_Provided text_
start

Now posts ↓

Tuesday 9 April 2013

Did French Muslims save Jews from the Nazis?

A recent film has sparked debate over the role of the Great Paris Mosque in saving Jews from the Holocaust.

'Free Men (Les Hommes Libres)' tells the story of an Algerian black marketeer caught by the Nazis and sent to infiltrate the mosque, suspected of harboring Jews. There he sees the horror of the Nazis actions against French Jews and forms an unlikely friendship with a Jewish gay man.

The film, screened last year in Israel, is one of a new wave examining the long buried reality of France under occupation.

It wasn't until 1969 that a French film truly confronted the reality of Vichy and collaboration. That was Max Orphuls' 'The Sorrow and the Pity', but it wasn't shown on French television until 1981. President Mitterrand refused to apologies for France's role in the deportations of Jews.

President Chiric finally acknowledged France's guilt in 1995. Last year Francois Hollande told the 70th anniversary commemorations of the mass roundup by French police of Paris' Jews that "the truth is that the crime was committed in France, by France." All Parisian students pay a visit to the internment camp at La Cité de la Muette ("The Silent City") in the suburb of Drancy.

In the film the head of the mosque, Si Kaddour Ben Ghabrit, is seen protecting Jews, largely through false papers saying they are Muslim. One who becomes friends with the protagonist is based on the famous singer Salim Halali, an Algerian Jew. After the Nazis become suspicious that Ben Ghabrit is forging papers, he has a false headstone placed in the cometary to show that Halali's grandfather was Muslim.

Says the film's director, Ismaël Ferroukhi:
It shows another reality, that Muslims and Jews existed in peace. We have to remember that − with pride.

end

_Problem set_
1 - In the post about the Great Paris Mosque, why does Ben Ghabrit have a false headstone placed in the cemetery? Answer in one to three sentences.
2 - According to the post about the Great Paris Mosque, in what year was 'The Sorrow and the Pity' first shown on French television?
3 - Pick up the post about the Great Paris Mosque and the film 'Free Men' after its final sentence.
The data has no connection to the post about the Great Paris Mosque.

_Source data_
start

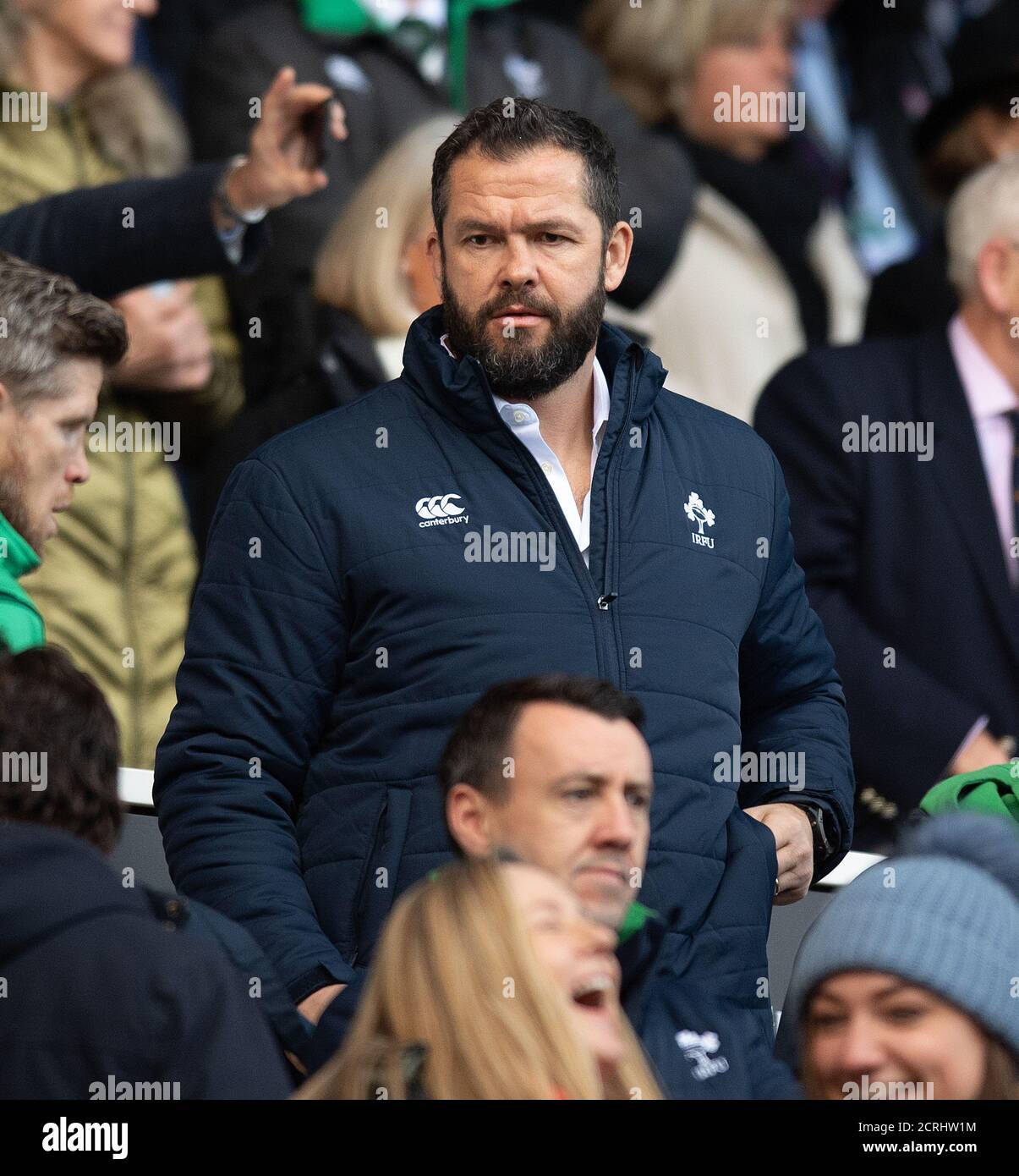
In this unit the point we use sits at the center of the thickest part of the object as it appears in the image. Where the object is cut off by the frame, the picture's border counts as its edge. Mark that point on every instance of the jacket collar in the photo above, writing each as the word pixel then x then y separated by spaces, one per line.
pixel 941 398
pixel 20 558
pixel 457 388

end

_Answers for the exercise_
1 - The Nazis had become suspicious that Ben Ghabrit was forging papers. He had the false headstone placed to show that Halali's grandfather was Muslim.

2 - It was first shown on French television in 1981.

3 -
His point is underlined by Halili being played in the film by the Israeli Palestinian actor and musician Mahmud Shalaby.

Shalaby told Haaretz:
As a Palestinian, I could identify with the suffering he endured as a Jew. Halali is not Jewish only, but also an Arab with characteristics of Muslims from North Africa. At that time, religion was not of importance. Jews and Muslims lived together in brotherhood and love, without anything to come between them. Halali united everyone.
The ability of the mosque to aid Jews came from the fact that North Africa Jews and Arabs shared many similarities, including similar names. According to Jewish-American historian Robert Satloff, it is not clear whether the mosque deliberately and knowingly chose to help Jews. However witness testimony claims that 1,732 Resistance fighters including many Jews were hidden in the cellars, in a part of the mosque normally out of bounds to non-Muslims. A button would provide an alert when there was a raid.

One document has been sourced demonstrating the concern of the occupation authorities about the mosque. The current head of the mosque says that individual Muslims would bring Jews they knew to the mosque to be helped but they have no documentation confirming their role during the war, which would be unlikely to exist anyway as it would have incriminated them.

The Yad Vashem Holocaust memorial authority says that they have done research on the mosque's role but have been unable to confirm any details. If evidence were found, they say, "we would be glad to bring up the matter of recognizing Benghabrit as a Righteous Among the Nations."

The film's success has brought new information to light. At one screening, a consultant on the film, Benjamin Stora, a French historian, was told by a woman that -- contrary to assumptions -- it was not just Jews of North African origin who were saved. She said that her Ashkenazim Jewish mother was one.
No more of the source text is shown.